[Rows from a pointing dataset]
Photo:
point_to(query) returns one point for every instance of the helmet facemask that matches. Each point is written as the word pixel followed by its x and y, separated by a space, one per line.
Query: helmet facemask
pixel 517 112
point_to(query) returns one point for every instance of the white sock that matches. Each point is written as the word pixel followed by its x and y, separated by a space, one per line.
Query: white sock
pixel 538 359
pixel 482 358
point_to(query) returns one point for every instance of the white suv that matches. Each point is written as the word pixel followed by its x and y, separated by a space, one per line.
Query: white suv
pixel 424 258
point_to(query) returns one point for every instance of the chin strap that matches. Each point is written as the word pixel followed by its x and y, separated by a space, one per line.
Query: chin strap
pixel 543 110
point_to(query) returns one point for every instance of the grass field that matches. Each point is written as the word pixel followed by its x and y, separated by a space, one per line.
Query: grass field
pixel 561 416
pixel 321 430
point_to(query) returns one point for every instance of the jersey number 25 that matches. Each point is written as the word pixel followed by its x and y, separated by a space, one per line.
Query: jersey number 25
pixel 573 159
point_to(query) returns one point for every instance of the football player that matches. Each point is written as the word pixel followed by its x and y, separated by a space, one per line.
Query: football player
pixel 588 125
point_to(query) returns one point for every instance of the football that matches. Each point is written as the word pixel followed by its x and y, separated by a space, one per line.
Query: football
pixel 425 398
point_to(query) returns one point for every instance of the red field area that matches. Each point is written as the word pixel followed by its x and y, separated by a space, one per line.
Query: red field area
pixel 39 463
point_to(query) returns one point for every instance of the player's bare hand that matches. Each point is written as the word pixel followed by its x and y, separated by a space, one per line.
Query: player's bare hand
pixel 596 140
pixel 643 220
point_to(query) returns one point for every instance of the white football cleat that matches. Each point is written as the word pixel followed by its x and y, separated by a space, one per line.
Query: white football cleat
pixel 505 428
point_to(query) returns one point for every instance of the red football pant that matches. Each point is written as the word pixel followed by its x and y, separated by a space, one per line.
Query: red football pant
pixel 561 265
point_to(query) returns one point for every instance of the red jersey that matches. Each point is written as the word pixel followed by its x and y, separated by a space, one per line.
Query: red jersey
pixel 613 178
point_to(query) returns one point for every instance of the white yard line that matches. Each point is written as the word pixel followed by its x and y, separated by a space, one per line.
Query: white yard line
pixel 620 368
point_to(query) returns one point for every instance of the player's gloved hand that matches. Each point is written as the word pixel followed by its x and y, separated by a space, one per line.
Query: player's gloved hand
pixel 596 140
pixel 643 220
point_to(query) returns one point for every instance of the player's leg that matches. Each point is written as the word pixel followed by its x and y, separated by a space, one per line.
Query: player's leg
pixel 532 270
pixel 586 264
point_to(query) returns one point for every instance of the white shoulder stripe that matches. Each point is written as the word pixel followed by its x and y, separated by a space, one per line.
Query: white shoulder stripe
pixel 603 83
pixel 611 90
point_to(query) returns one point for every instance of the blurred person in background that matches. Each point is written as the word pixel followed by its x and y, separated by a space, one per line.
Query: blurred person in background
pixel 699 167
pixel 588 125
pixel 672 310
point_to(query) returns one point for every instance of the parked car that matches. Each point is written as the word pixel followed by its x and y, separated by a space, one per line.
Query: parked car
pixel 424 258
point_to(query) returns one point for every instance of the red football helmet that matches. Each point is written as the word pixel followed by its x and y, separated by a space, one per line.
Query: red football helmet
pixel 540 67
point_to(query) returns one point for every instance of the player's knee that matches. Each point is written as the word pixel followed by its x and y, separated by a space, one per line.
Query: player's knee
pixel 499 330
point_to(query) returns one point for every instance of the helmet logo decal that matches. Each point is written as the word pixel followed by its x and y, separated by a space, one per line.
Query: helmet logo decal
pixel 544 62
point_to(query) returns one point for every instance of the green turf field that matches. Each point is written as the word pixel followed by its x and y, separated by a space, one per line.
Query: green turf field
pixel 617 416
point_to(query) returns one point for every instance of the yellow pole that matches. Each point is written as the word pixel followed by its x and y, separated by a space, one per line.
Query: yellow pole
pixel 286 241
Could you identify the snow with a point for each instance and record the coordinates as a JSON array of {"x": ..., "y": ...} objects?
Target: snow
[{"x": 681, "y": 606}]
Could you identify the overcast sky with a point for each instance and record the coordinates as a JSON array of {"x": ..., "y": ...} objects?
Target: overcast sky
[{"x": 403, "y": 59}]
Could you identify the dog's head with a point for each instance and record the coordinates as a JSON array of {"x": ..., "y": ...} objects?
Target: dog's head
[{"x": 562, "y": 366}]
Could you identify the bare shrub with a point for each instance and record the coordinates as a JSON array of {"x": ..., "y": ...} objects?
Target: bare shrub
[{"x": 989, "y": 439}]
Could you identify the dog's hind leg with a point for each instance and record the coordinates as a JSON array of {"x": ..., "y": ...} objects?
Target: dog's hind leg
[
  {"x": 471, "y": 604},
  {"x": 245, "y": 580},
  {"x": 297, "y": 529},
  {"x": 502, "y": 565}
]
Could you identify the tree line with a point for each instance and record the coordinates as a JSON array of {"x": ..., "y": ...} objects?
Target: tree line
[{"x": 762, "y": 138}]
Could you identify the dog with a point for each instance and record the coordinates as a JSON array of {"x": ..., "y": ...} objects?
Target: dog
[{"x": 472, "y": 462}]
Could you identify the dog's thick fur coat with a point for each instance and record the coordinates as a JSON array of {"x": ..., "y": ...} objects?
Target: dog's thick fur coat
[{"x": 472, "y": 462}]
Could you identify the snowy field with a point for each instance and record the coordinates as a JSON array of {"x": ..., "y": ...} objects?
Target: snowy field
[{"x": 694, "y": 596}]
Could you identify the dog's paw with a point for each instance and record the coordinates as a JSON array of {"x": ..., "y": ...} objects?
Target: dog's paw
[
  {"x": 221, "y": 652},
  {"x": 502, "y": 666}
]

_WHAT IS ASKED:_ Can you turn everything from the line containing "the player's leg" down to the line containing "pixel 586 264" into a two-column CSV with the headers text and answer? Give one row for each text and its answer, with each value in a single quoted field and line breaks replaced by spaces.

_ANSWER BELOW:_
text,answer
"point_to(query) returns one point for every instance of the player's leg that matches. Each point is written as the word pixel followed by its x and y, separated by a space, one per line. Query: player's leg","pixel 532 270 pixel 586 264"